* **What to do**: An exact reproduction of the records is required, with all images left out.

* **Records to process**:

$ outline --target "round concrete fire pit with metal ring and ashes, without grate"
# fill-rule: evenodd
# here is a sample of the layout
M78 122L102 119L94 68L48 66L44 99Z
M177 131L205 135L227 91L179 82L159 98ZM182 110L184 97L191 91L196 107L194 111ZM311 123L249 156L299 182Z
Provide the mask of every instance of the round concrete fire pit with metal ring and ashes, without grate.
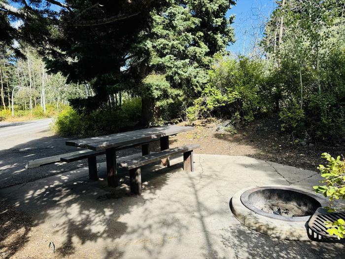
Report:
M308 240L306 223L323 206L326 201L319 196L281 185L249 187L231 200L232 212L244 225L289 240Z

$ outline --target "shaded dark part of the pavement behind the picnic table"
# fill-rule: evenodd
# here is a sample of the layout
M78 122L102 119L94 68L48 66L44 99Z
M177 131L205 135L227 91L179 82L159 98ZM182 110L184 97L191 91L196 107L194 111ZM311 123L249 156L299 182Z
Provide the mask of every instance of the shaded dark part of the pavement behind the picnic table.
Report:
M25 169L25 165L29 160L81 150L80 148L66 146L65 143L68 140L69 138L49 136L16 145L13 148L0 150L0 188L35 181L87 166L87 159L83 159L70 163L55 163ZM151 146L152 150L159 150L157 143L152 143ZM140 151L139 148L129 148L117 151L116 154L121 157L138 151ZM105 161L105 155L98 156L97 160L100 162Z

* **Solution**:
$ outline --target "round concrete fire pit with metal ring and ashes, without grate"
# fill-rule: evenodd
# here is a sample of the layout
M78 122L102 119L94 68L48 66L44 99Z
M177 131L205 135L227 91L179 82L159 98ZM182 110L184 97L191 91L196 107L194 111ZM311 123L249 156L299 182Z
Provide the mask of every instance of the round concrete fire pit with metal ring and ashes, without grate.
Report:
M308 240L306 223L323 206L326 201L319 196L281 185L249 187L231 200L232 212L244 225L289 240Z

$ outline --target "shaded dark part of the pavement behind the picnic table"
# fill-rule: evenodd
# here is a sample of the layout
M78 122L102 119L94 68L48 66L44 99Z
M177 131L205 135L227 91L179 82L159 98ZM182 110L184 97L191 91L196 107L194 111ZM311 123L249 156L299 182Z
Provide the mask of every instance of the shaded dark part of the pavement behind the picnic table.
Report:
M25 169L25 165L29 160L81 150L80 148L66 146L65 143L68 140L69 138L49 136L16 145L13 148L0 150L0 188L35 181L87 166L87 159L83 159L70 163L55 163ZM151 146L152 150L159 150L157 143L152 143ZM140 151L139 148L129 148L117 151L116 154L121 157L138 151ZM105 161L105 155L98 156L97 160L100 162Z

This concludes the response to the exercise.